• _Aim of the exercise_: Copy nothing but the line with "Each instance of the turtle head" and the lines that follow it to the end of the entries below, and keep the pictures out.

________________________

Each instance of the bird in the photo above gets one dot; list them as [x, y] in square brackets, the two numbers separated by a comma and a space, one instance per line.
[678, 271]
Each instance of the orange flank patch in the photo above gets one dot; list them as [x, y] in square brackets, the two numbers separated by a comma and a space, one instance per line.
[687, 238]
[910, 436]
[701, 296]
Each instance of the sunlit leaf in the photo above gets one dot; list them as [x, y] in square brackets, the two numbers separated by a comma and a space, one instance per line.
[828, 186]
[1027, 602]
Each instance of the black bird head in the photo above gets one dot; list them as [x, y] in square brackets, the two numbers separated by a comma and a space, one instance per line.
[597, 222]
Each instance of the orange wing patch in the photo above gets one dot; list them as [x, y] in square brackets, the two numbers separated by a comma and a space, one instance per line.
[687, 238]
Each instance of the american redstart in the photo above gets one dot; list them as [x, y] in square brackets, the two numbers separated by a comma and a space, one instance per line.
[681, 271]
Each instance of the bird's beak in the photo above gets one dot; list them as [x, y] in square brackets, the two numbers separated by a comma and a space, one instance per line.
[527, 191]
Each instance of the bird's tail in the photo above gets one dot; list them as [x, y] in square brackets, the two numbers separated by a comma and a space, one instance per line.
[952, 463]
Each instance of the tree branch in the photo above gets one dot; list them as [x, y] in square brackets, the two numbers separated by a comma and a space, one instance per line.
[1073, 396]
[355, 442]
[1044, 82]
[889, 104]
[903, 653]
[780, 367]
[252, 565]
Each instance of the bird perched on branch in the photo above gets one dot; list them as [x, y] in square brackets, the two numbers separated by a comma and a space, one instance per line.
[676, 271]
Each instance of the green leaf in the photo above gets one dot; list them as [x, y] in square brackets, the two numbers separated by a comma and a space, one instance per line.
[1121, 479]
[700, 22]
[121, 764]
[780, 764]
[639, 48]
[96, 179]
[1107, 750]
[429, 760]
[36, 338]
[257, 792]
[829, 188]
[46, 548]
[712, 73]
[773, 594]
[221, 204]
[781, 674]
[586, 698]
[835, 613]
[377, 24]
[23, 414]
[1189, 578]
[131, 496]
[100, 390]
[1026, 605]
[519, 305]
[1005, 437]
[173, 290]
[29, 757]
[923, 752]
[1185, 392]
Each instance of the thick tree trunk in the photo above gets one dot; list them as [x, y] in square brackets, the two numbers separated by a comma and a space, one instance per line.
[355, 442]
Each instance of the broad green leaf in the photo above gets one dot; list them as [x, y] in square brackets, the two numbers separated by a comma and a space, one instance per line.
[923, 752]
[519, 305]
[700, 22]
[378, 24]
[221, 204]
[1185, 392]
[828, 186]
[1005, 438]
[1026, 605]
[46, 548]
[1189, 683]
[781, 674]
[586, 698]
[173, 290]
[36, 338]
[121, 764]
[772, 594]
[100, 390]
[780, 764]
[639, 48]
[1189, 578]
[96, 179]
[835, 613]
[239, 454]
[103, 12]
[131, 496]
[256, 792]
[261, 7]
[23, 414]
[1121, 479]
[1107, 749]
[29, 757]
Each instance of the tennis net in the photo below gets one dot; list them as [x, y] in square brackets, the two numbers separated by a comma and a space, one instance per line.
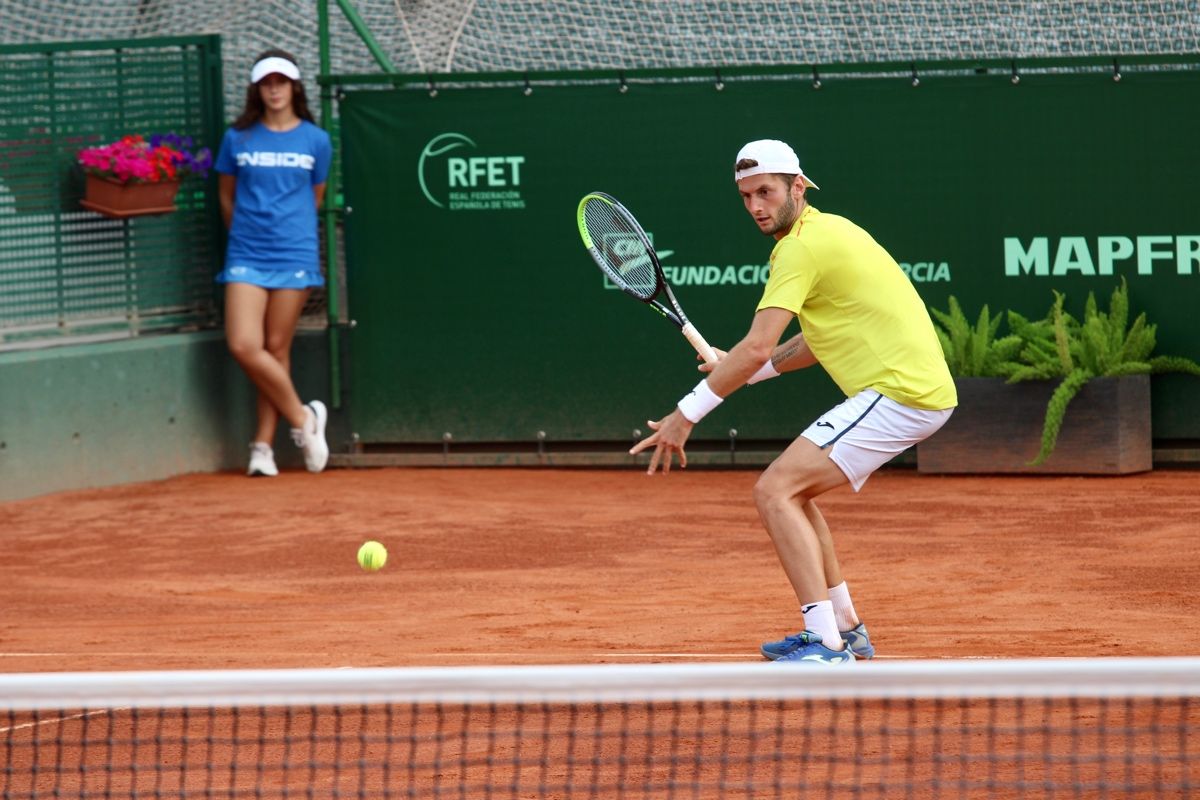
[1063, 728]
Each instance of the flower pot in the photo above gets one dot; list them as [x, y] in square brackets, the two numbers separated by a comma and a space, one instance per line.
[119, 200]
[997, 428]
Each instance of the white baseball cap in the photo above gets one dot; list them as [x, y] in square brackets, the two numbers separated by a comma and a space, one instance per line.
[773, 156]
[271, 65]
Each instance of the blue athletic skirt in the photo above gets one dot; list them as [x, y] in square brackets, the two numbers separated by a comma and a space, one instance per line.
[273, 278]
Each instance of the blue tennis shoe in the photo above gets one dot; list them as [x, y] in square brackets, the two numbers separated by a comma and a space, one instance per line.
[811, 650]
[857, 639]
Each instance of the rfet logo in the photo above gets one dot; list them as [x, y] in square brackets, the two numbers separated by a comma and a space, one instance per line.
[455, 175]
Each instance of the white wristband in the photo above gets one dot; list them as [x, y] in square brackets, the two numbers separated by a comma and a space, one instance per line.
[699, 402]
[765, 372]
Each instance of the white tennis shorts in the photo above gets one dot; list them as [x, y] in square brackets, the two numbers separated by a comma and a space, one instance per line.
[870, 429]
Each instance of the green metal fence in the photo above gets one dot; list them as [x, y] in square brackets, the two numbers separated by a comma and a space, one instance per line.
[480, 319]
[67, 274]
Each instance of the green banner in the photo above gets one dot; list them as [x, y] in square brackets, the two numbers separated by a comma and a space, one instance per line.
[480, 314]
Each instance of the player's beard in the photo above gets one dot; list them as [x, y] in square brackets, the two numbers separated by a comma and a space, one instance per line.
[785, 218]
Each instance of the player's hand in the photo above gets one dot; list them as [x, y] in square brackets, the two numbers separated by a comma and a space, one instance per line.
[708, 367]
[670, 434]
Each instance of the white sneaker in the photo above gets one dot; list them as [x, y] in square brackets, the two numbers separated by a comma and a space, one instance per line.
[262, 461]
[312, 438]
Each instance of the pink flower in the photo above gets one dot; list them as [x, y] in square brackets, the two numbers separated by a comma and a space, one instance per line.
[132, 158]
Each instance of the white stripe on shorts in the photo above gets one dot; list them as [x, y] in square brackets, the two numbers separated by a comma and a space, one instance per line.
[869, 429]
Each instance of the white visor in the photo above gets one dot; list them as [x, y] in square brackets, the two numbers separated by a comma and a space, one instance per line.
[273, 65]
[774, 157]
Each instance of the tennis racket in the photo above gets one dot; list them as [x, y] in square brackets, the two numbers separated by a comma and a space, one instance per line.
[624, 253]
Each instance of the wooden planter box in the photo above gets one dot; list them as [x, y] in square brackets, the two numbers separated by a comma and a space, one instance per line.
[120, 200]
[997, 428]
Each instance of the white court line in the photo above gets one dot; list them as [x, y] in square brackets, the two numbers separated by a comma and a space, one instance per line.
[69, 719]
[553, 656]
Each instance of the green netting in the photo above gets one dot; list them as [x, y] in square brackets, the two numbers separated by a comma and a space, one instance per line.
[69, 271]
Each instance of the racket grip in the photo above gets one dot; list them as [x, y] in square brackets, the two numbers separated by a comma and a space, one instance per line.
[697, 341]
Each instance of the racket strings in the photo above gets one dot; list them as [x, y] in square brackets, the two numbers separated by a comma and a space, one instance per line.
[621, 250]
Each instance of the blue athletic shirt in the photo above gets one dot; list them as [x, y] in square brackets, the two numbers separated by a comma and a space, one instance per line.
[274, 226]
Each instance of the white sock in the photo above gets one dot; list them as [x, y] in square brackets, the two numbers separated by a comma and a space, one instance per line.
[843, 608]
[819, 618]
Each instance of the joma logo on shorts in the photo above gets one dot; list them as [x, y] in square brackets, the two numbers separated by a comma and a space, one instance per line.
[301, 160]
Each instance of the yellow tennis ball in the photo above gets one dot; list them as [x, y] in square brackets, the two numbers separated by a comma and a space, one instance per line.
[372, 555]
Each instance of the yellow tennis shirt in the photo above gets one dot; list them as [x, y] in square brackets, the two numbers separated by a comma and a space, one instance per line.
[859, 313]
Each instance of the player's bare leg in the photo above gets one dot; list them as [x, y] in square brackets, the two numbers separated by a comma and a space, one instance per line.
[245, 330]
[283, 310]
[783, 494]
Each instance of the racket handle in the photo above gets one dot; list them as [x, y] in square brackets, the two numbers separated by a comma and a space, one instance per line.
[706, 352]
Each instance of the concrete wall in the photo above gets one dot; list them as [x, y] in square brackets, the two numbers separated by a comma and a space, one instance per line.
[94, 415]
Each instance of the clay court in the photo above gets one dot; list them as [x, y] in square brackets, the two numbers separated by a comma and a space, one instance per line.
[493, 566]
[583, 566]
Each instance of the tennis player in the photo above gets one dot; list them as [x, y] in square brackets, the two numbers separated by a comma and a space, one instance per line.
[274, 162]
[864, 323]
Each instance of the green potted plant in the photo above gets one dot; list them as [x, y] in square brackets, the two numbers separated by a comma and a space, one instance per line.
[1014, 392]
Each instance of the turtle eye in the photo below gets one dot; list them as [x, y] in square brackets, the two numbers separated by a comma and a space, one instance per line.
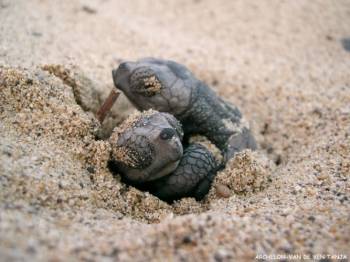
[167, 133]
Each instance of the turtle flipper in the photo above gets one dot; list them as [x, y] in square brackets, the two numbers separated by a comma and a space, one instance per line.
[192, 178]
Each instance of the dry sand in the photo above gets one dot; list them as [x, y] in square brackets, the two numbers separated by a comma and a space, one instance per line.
[285, 64]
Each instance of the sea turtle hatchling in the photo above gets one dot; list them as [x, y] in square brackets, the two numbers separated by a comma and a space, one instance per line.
[147, 151]
[167, 86]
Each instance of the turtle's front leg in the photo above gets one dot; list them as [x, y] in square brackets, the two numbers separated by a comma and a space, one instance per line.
[192, 178]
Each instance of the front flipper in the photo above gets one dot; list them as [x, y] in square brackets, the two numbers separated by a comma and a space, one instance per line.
[192, 178]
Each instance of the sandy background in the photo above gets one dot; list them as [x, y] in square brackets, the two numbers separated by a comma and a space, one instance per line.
[284, 63]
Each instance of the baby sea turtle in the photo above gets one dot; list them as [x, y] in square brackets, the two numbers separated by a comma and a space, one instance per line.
[167, 86]
[147, 151]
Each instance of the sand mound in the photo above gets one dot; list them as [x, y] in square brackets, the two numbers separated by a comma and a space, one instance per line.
[284, 64]
[247, 172]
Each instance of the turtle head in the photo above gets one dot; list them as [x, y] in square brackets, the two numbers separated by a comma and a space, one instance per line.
[147, 147]
[159, 84]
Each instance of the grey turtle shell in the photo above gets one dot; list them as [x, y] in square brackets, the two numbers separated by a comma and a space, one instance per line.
[167, 86]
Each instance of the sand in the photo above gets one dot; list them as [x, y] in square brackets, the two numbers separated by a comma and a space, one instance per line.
[284, 64]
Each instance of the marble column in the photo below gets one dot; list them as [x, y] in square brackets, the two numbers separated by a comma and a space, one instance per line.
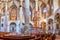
[55, 4]
[21, 12]
[6, 18]
[36, 5]
[26, 11]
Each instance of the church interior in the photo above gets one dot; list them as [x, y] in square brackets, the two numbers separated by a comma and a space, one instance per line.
[30, 19]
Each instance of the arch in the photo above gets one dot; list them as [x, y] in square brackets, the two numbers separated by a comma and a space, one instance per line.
[43, 26]
[13, 12]
[12, 27]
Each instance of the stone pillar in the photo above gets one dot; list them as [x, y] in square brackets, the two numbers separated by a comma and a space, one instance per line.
[36, 5]
[55, 4]
[21, 12]
[6, 18]
[26, 11]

________________________

• _Answer section_:
Each instance of the turtle head in the photo above gets one dot; list them as [x, y] in square brackets, the two numbers separated by a comma and a space, one instance per line.
[147, 147]
[159, 84]
Each instance of the grey turtle shell in the photo above gets one dot; list them as [x, y] in square brackets, the two numbers separated by a comma and a space, one instance per line.
[167, 86]
Each instance of the sand in the photo above gets one dot; list them as [x, y] in square brackets, the two numbers separated by a comma and a space, one instance per line.
[284, 64]
Each instance of the marble column in the photo below gets one dot; list them as [x, y] in square brackets, the two numbers separated by a comma and a space, one instance per line.
[55, 4]
[21, 12]
[6, 18]
[36, 5]
[26, 11]
Each instance of the church interior in the photo above gets one dot; list them as [x, y] in square brackets, the two numbers separated by a comma and a space, one instance per line.
[30, 19]
Each instance of the arch in the photo above gets one dot; list them as [x, y] in square brackets, the two numbers separated by a comma and a space, one instance per line.
[43, 26]
[13, 12]
[12, 27]
Each instance of the stone pillar in the photo above gets one dot; list them as [x, y] in square brackets, the two numbers separated by a comma and a space, one instance per line.
[36, 5]
[55, 4]
[21, 12]
[6, 18]
[26, 11]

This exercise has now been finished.